-------- Data supplied --------
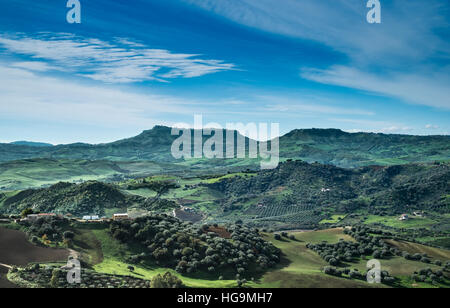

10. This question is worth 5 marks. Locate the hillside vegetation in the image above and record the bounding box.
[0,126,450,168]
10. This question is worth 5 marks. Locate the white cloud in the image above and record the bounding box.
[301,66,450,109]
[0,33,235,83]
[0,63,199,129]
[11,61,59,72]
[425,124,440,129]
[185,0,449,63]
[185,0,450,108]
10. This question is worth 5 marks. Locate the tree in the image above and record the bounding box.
--------
-------- Data supplied --------
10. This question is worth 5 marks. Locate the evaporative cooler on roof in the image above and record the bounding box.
--------
### [What the task requires]
Render the items between the lines holding "10. This question is worth 5 marks. Locate the hillside" and "10. This question is worth 5 marks. Locate the tree", inclusive, as a numbered list, leaving out any blank lines.

### [Answer to this task]
1. 10. This question is worth 5 marks. Locate the hillside vegetation in the image above and record the bounding box.
2. [0,126,450,168]
3. 10. This question is worth 5 marks. Locate the white cloud in the image above and record the bounding box.
4. [301,66,450,109]
5. [0,33,235,83]
6. [0,63,199,129]
7. [11,61,59,72]
8. [425,124,440,129]
9. [185,0,449,63]
10. [185,0,450,108]
11. 10. This question is worth 5 marks. Locate the tree in the image above and record the bounding box.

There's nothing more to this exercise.